*Exercise 1*: Starting at the line that contains "terrace floor is and return its bounding box." and ending at the line that contains "[456,697,503,746]", write out only those lines of the records again, requests included, and multiply every bounding box coordinate in the answers by 1.3, rounding each result to a whole number with halves rounded up.

*Excerpt to read*:

******

We are required to maintain compliance under the Loan Agreement on a monthly basis with a minimum liquidity ratio (defined as (a) the sum of (i) our consolidated cash and cash equivalents plus (ii) our consolidated net billed accounts receivable divided by (b) our consolidated obligations to the lender) measured as of the end of each month of at least 2.25:1.00. We are also required to maintain compliance on a quarterly basis with a specified minimum consolidated EBITDA (as defined in the Loan Agreement and adjusted for certain non-cash, non-recurring and other items) for the trailing twelve months ending on the last day of the applicable quarter, as follows:

 

Fiscal Quarters Ending

   Minimum EBITDA  

Each fiscal quarter ending during the period commencing on October 1, 2014 through June 30, 2015

   $ 3,000,000   

Each fiscal quarter ending during the period commencing on July 1, 2015 through December 31, 2015

   $ 7,000,000   

The fiscal quarter beginning on January 1, 2016 and each fiscal quarter thereafter

   $ 10,000,000   

The Loan Agreement also contains customary events of default, including among other things non-payment defaults, covenant defaults, inaccuracy of representations and warranties, cross-defaults to other indebtedness, bankruptcy and insolvency defaults, material judgment defaults, attachment defaults, ERISA defaults and change of control defaults.

******

*Given entries*:
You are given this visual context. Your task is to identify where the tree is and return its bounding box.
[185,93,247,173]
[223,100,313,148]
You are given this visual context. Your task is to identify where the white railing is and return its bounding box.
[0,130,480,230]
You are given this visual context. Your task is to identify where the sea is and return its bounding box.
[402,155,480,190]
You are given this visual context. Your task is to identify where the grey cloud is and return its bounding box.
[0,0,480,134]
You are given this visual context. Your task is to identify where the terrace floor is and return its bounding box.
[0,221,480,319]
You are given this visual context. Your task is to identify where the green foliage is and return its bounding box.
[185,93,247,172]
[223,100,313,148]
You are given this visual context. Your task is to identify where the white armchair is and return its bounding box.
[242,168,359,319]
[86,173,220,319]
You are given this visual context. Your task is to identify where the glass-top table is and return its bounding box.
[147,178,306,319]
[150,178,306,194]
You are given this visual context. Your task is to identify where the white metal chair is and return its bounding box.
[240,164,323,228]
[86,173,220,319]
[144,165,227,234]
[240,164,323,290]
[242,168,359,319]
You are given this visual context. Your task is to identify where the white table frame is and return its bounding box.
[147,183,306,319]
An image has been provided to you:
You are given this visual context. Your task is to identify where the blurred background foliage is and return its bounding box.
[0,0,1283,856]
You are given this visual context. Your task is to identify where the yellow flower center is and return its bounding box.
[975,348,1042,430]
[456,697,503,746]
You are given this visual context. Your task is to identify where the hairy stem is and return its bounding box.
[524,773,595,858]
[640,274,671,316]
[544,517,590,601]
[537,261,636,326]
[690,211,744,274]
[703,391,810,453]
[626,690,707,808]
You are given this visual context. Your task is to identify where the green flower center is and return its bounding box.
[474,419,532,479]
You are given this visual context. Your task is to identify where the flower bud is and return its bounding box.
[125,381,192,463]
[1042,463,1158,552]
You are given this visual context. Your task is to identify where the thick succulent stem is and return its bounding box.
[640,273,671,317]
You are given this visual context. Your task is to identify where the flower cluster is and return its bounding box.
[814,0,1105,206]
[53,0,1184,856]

******

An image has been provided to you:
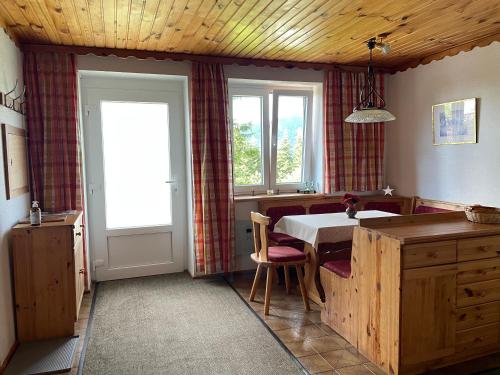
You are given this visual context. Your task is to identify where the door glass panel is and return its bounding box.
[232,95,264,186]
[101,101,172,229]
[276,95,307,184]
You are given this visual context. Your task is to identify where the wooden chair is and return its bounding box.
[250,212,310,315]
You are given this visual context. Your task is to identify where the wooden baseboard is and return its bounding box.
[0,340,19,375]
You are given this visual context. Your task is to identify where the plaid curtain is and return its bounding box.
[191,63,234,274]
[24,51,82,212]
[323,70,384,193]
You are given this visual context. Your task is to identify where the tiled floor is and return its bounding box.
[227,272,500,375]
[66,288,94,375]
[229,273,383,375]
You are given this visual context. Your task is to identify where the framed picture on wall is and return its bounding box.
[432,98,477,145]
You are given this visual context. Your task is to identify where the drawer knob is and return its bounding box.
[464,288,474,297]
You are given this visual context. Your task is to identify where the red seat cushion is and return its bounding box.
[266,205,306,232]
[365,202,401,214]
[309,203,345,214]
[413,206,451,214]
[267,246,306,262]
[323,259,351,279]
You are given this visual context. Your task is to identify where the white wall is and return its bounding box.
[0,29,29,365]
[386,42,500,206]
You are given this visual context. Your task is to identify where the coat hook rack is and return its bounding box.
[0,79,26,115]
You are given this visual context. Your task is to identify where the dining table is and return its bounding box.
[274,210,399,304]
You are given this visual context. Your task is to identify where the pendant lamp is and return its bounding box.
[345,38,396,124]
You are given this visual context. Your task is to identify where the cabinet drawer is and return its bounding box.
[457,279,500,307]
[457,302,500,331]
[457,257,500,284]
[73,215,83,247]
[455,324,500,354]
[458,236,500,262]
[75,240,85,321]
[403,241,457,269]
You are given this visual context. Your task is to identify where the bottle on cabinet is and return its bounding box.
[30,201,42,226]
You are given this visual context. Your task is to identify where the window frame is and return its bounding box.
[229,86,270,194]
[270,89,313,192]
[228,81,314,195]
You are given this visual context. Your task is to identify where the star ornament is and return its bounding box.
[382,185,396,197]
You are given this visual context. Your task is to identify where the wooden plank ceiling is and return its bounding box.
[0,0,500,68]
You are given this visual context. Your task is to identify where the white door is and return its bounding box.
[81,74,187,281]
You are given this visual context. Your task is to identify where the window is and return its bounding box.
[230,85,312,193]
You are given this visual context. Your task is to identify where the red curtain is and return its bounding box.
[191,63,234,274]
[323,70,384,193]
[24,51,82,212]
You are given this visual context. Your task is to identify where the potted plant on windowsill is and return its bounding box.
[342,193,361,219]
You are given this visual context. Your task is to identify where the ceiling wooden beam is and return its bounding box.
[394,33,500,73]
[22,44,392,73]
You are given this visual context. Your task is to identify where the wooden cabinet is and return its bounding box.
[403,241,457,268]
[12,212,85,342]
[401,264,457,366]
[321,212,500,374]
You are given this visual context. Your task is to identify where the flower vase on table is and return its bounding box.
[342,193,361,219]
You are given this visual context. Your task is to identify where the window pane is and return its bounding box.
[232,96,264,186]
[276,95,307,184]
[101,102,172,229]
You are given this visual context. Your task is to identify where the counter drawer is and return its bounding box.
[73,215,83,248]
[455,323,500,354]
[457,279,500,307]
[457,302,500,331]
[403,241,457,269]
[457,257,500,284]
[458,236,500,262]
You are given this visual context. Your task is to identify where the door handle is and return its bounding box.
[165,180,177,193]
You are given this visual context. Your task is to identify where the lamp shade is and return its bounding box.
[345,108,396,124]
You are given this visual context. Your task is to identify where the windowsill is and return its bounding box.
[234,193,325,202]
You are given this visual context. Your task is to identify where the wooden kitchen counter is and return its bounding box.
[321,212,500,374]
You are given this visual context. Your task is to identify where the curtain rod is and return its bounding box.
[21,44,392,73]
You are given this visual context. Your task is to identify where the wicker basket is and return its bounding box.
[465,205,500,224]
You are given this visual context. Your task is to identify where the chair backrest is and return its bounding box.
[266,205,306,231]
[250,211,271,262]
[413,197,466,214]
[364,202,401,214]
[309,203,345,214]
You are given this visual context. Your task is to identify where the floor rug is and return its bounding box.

******

*Exercise 2*: Rewrite the loan covenant excerpt starting at "Each fiscal quarter ending during the period commencing on July" and ending at "of control defaults.", replacing "customary" with "standard".

*Full answer 1*:
You are given this visual context. Your task is to identify where the terrace floor is and return its bounding box.
[0,287,624,415]
You are given this visual context. Your task is to identify where the green foliage is and return its bounding box.
[241,121,321,224]
[290,130,407,192]
You are given this visual context. Your task is to identify where the white armchair is and return its bounding box.
[315,218,467,415]
[112,225,286,415]
You are given this visual context. Your task is to identify where the glass-top table is and return its bounding box.
[191,231,398,415]
[195,231,398,252]
You are given this visual context. Your task is to identify where the white metal chair is and return its bounding box.
[312,213,420,296]
[112,225,286,415]
[187,215,295,304]
[312,213,420,377]
[315,218,467,415]
You are given this visual context. Your task is to identify where the white table frame is and return its bounding box.
[191,238,398,415]
An image has been provided to you:
You are given this visual context. Your task is to identify where the blurred background foliage is and return its bounding box.
[0,0,1668,1113]
You are given this visual context. Your task is to identify where the yellow flower center is and return its bounding box.
[1268,452,1355,559]
[593,906,654,970]

*Full answer 2*:
Each fiscal quarter ending during the period commencing on July 1, 2015 through December 31, 2015

   $ 7,000,000   

The fiscal quarter beginning on January 1, 2016 and each fiscal quarter thereafter

   $ 10,000,000   

The Loan Agreement also contains standard events of default, including among other things non-payment defaults, covenant defaults, inaccuracy of representations and warranties, cross-defaults to other indebtedness, bankruptcy and insolvency defaults, material judgment defaults, attachment defaults, ERISA defaults and change of control defaults.